#### EXTRAIT DU TEXTE

Les Célibataires, de Henry de Montherlant, fut publié la première fois en 1934, il y a 79 ans. On le trouve édité aujourd’hui dans le Livre de poche, aussi bien que dans la collection Folio de chez Gallimard ; Gallimard le réédita en 1954. C’est donc un « classique contemporain ». A lire, et à relire…
Vers l’âge de trente ans, je lus Les Célibataires. Je ressentis un choc profond à cette lecture. Aujourd’hui encore, je me souviens, avec une relative précision, des deux principaux personnages du roman, nos fameux célibataires, l’oncle Elie et son neveu Léon, et de leur histoire, banale et tragique.
J’ai relu il y a quelques jours Les Célibataires, trente ans plus tard ! Avec un plaisir renouvelé, en tout point égal à celui que je ressentis la première fois. De quoi s’agit-il ?
Deux vieux aristocrates célibataires, égocentrés, étroits d’esprit, mesquins. Qui ne se préoccupent pas, ou si peu, de leur entourage ; se lavent pas, ou si peu ; sortent pas ou si peu de chez eux ! « Chez eux » ? c’est-à-dire la maison du 27 bis, boulevard Arago, à Paris. Dont le jeune Léon a héritée de sa mère. Sur son lit de mort, elle lui a fait promettre de prendre soin, toujours, de l’oncle Elie, son frère.
L’oncle Elie, 70 ans, est un vieillard irascible et bougon, bon pied bon œil ; « au taquet » dirait-on aujourd’hui. Signes distinctifs les plus notables : une « forte ficelle » lui tient lieu de ceinture ; ne porte pas de caleçon ; ses vêtements, à l’intérieur, sont « bardés d’épingles à nourrice » ; et dans les poches « un vieux croûton de pain, deux morceaux de sucre, un mélange sordide de brins de tabac noir et de miettes solidifiées de vieille mie de pain, et une montre en or massif » !

########
#### DONNÉES FOURNIES

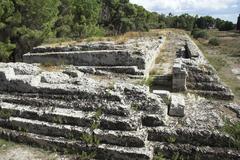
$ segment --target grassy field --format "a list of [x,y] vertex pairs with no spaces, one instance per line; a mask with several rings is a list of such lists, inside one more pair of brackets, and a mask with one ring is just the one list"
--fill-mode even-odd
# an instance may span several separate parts
[[240,33],[217,30],[208,30],[207,32],[209,39],[217,38],[220,45],[209,45],[208,40],[204,39],[198,39],[196,43],[217,70],[221,80],[232,89],[235,101],[239,103],[240,79],[232,72],[232,69],[240,69]]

########

◆ EXERCICE ÉCRIT 1:
Veuillez réécrire le passage de l'extrait qui va de « Les Célibataires, de » jusqu'à « banale et tragique. », en changeant « Gallimard » en « Flammarion ».
◆ EXERCICE ÉCRIT 2:
D'après l'extrait, où se trouve la maison que Léon a héritée de sa mère ?
◆ EXERCICE ÉCRIT 3:
Résumez l'extrait en deux phrases.

◆ RÉPONSE RÉDIGÉE 1:
Les Célibataires, de Henry de Montherlant, fut publié la première fois en 1934, il y a 79 ans. On le trouve édité aujourd’hui dans le Livre de poche, aussi bien que dans la collection Folio de chez Flammarion ; Flammarion le réédita en 1954. C’est donc un « classique contemporain ». A lire, et à relire…
Vers l’âge de trente ans, je lus Les Célibataires. Je ressentis un choc profond à cette lecture. Aujourd’hui encore, je me souviens, avec une relative précision, des deux principaux personnages du roman, nos fameux célibataires, l’oncle Elie et son neveu Léon, et de leur histoire, banale et tragique.

◆ RÉPONSE RÉDIGÉE 2:
Au 27 bis, boulevard Arago, à Paris.

◆ RÉPONSE RÉDIGÉE 3:
Publié pour la première fois en 1934, le roman Les Célibataires, de Henry de Montherlant, a provoqué un choc profond lors d'une première lecture vers trente ans, et sa relecture trente ans plus tard a procuré un plaisir égal. Il raconte l'histoire de deux vieux aristocrates célibataires égocentrés et mesquins : l'oncle Elie, 70 ans, et son neveu Léon, qui a hérité de sa mère la maison du 27 bis, boulevard Arago, et lui a promis sur son lit de mort de toujours prendre soin d'Elie.